Tasks and exercises:
A – Decide whether each statement agrees with the Lord's Test report, answering yes or no and quoting the deciding words: (i) Sri Lanka made 537 for 9 in their second innings; (ii) Mahela Jayawardene scored 119; (iii) India won the 1967 Test in which they scored 510 after following on.
B – Write the next part of the Lord's Test report, picking up after its final sentence.

After the first two days at Lord's, no-one gave Sri Lanka a chance of going into the second Test with honours still even, but that was before their batsmen decided to show just what they are capable of. The Sri Lankan second-innings total of 537 for 9 was only the tenth occasion in the history of Test cricket when a team scored more than 500 after following on. Eight of those matches - including this one - ended in draws. The only two instances of decisive results both involved India: in 1967 they scored 510 and lost, while Australia were at the receiving end - quite famously - at Kolkata in 2000-01.
What's even more admirable is that Sri Lanka's second-innings display wasn't the result of just a couple of players putting their hands up. While Mahela Jayawardene did show the way with a patient and classy 119, almost everyone else did their bit as well - there were seven fifty-plus scores in the innings, only the third time that this has happened in Test cricket.

Supplied information:

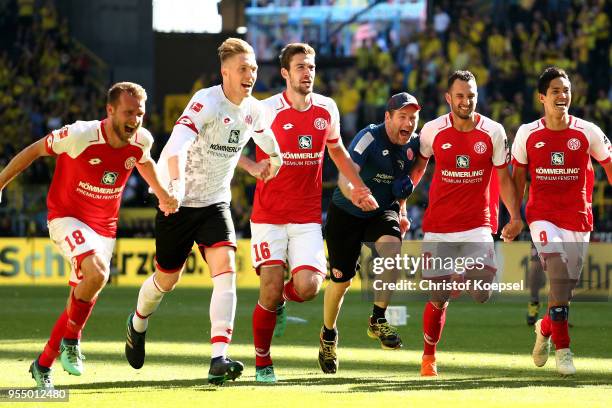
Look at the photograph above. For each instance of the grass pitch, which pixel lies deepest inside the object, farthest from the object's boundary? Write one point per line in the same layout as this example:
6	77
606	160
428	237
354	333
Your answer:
483	358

Answers for this exercise:
A –
(i) Yes: "The Sri Lankan second-innings total of 537 for 9"
(ii) Yes: "Mahela Jayawardene did show the way with a patient and classy 119"
(iii) No: "in 1967 they scored 510 and lost"

B –
Sri Lanka's unexpected resistance meant plenty of work for England's bowlers, who sent down 199 overs in the second innings. More than 25% came from one bowler - their captain, Andrew Flintoff, who bowled 51 overs for his two wickets. It was only the seventh instance, since 1990, of a fast bowler bowling 50 or more overs in an innings. Merv Dillon is the only one to have toiled through more than fifty overs twice.